Return the passage from the Duke–South Carolina match report word for word, starting at "In defeating the" and ending at "down the road.".
** start of Text block **
Michelle Cooper helped Duke overcome South Carolina in Sunday night's NCAA tournament showdown at Koskinen Stadium.
Michelle Cooper helped Duke overcome South Carolina in Sunday night's NCAA tournament showdown at Koskinen Stadium.

Just like the dark and the 33-degree temperature suggested at Koskinen Stadium, winter is coming. Cheers sounded from both the Blue Devils’ and visitors’ sides as Duke, donning uniforms white as ice, hosted the red-clad Gamecocks. Though no snow fell on the field Sunday, the Blue Devils were like ice as they put out a fiery South Carolina team, restricting almost all of its opportunities.

In defeating the visiting squad 2-1 in the third round of the NCAA tournament, the Blue Devils advanced to their ninth Elite Eight in 12 years, the round in which they fell last season to Santa Clara. No. 2-seed Duke got off to a strong, fast-paced start against the third-seeded Gamecocks. The team showed improved attacking from its down-to-the-wire victory two nights before against Texas, as well as a defensive prowess that will be key down the road. 

“I thought it was a really good performance,” head coach Robbie Church said after the game. “I thought we were very focused and we worked extremely hard the whole match.”

In the 84th minute, sophomore forward Michelle Cooper scored her second goal of the night against an empty Gamecock net. Making the contest 2-0, it was clear that Duke had punched its ticket to the next round. And Cooper, whose goal marked her 45th point of the season, broke a school record in doing so, surpassing Laura Weinberg’s 2012 single-season record of 44.

From the start, the Gamecocks were not playing around; they had opportunities near goal before the first minute closed out. Quick tactical changes worked to the Blue Devils’ advantage in the second minute when freshman forward Kat Rader got Duke’s first opportunity at goal, but her shot was kicked out by Gamecock goalkeeper Heather Hinz before it could get there.
** end of Text block **
** start of Dataset extract **
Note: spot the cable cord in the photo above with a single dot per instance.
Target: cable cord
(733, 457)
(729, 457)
** end of Dataset extract **
Solution to the problem →
In defeating the visiting squad 2-1 in the third round of the NCAA tournament, the Blue Devils advanced to their ninth Elite Eight in 12 years, the round in which they fell last season to Santa Clara. No. 2-seed Duke got off to a strong, fast-paced start against the third-seeded Gamecocks. The team showed improved attacking from its down-to-the-wire victory two nights before against Texas, as well as a defensive prowess that will be key down the road.